• [The data]:
####################

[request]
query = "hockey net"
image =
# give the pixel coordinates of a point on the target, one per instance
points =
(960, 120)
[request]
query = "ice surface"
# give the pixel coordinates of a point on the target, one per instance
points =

####################

• [What to work on]: Reproduce the data above line for line, changing nothing.

• [Full solution]:
[request]
query = "hockey net"
image =
# give the pixel coordinates of a point on the target, one per instance
points =
(960, 120)
[request]
query = "ice surface"
# give the pixel coordinates of a point on the target, one per instance
points =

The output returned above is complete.